[TEXT]
American collectible manufacturer

Sideshow Collectibles is an American specialty manufacturer of movie, film, and television collectible action figures, statues, and high-end pieces. Sideshow's licenses include Star Wars, DC Comics, Marvel Comics, The Lord of the Rings, Disney, Harry Potter, Masters of the Universe, Pokémon, Dragon Ball Z, Street Fighter, Game of Thrones, and Star Trek.

Sideshow Collectibles is also the exclusive distributor of Hot Toys collectible figures in the United States, North and South America, Europe, Australia, and throughout most Asian countries. It is also an official distributor of Iron Studios statues in the U.S.

Sideshow has a campus located in Thousand Oaks, California.

== History ==
Sideshow Collectibles was established in 1994 as an artist collective of four friends working in a "pool house backyard studio" for freelancers. It originally created toy prototypes for major toy companies such as Mattel, Galoob, and Wild Planet. In 1999, Sideshow began marketing its own line of collectible and specialty products under the Sideshow brand, beginning with the Universal Classic Monsters 8" Action Figure license, which sold through Toys "R" Us and other mass market retailers. The company then began creating items in the sixth scale format that sold through specialty markets, at which time Sideshow switched their name from "toys" to "collectibles".

Sideshow Collectibles currently partners with Marvel, Disney, DreamWorks, Warner Bros., Lucasfilm, DC Comics, Blizzard Entertainment, and others to create products drawn from the Marvel Universe, the DC Universe, Star Wars, Alien, Predator, Terminator, The Lord of the Rings, G.I. Joe, Halo, World of Warcraft, Star Craft II, Mass Effect 3, Diablo 3, and many more. Sideshow Collectibles' products are currently sold in specialty, trend, collectible and comic shops both in the U.S. and internationally, as well as online directly through Sideshow Collectibles.

== Production ==
A collectible at Sideshow starts out with conceptual art, which may be several layers deep. Then sculpting begins, primarily with traditional clay or wax sculpture tools. Digital rendering programs are also used, which are printed out in a rapid prototyping machine. The output is taken into the sculpture pool, and then cleaned up to bring in an additional layer of detail by human hand. 90% of the collectibles Sideshow makes are licensed properties.

Sideshow previously manufactured its own line of historically accurate 12" collectible figures under the brands Bayonets & Barbed Wire (WWI), Brotherhood of Arms (American Civil War) and Six Gun Legends (western characters). Sideshow also manufactures products under different brands, including Sideshow/Weta Collectibles and Sideshow/Morpheus Collectibles.
[/TEXT]
[INFORMATION SHOWN]
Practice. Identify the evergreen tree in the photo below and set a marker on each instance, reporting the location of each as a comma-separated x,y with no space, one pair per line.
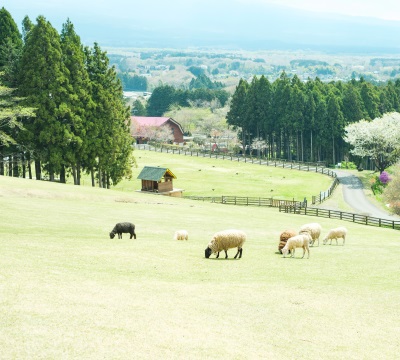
110,151
10,48
237,115
79,102
44,82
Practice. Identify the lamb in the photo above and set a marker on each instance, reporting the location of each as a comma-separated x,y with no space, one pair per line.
283,238
301,240
120,228
337,233
314,229
224,240
181,235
[/INFORMATION SHOWN]
• **WHAT YOU NEED TO DO**
1. Reproduce the part of the Sideshow Collectibles text that opens with the words containing "Sideshow Collectibles is an" and closes with "statues in the U.S.".
2. Answer these questions using the Sideshow Collectibles text:
(a) In what year was the company established?
(b) In what city is its campus located?
(c) Under which brand did it make its American Civil War figures?

• **EXPECTED OUTPUTS**
1.
Sideshow Collectibles is an American specialty manufacturer of movie, film, and television collectible action figures, statues, and high-end pieces. Sideshow's licenses include Star Wars, DC Comics, Marvel Comics, The Lord of the Rings, Disney, Harry Potter, Masters of the Universe, Pokémon, Dragon Ball Z, Street Fighter, Game of Thrones, and Star Trek.

Sideshow Collectibles is also the exclusive distributor of Hot Toys collectible figures in the United States, North and South America, Europe, Australia, and throughout most Asian countries. It is also an official distributor of Iron Studios statues in the U.S.

2.
(a) 1994
(b) Thousand Oaks, California
(c) Brotherhood of Arms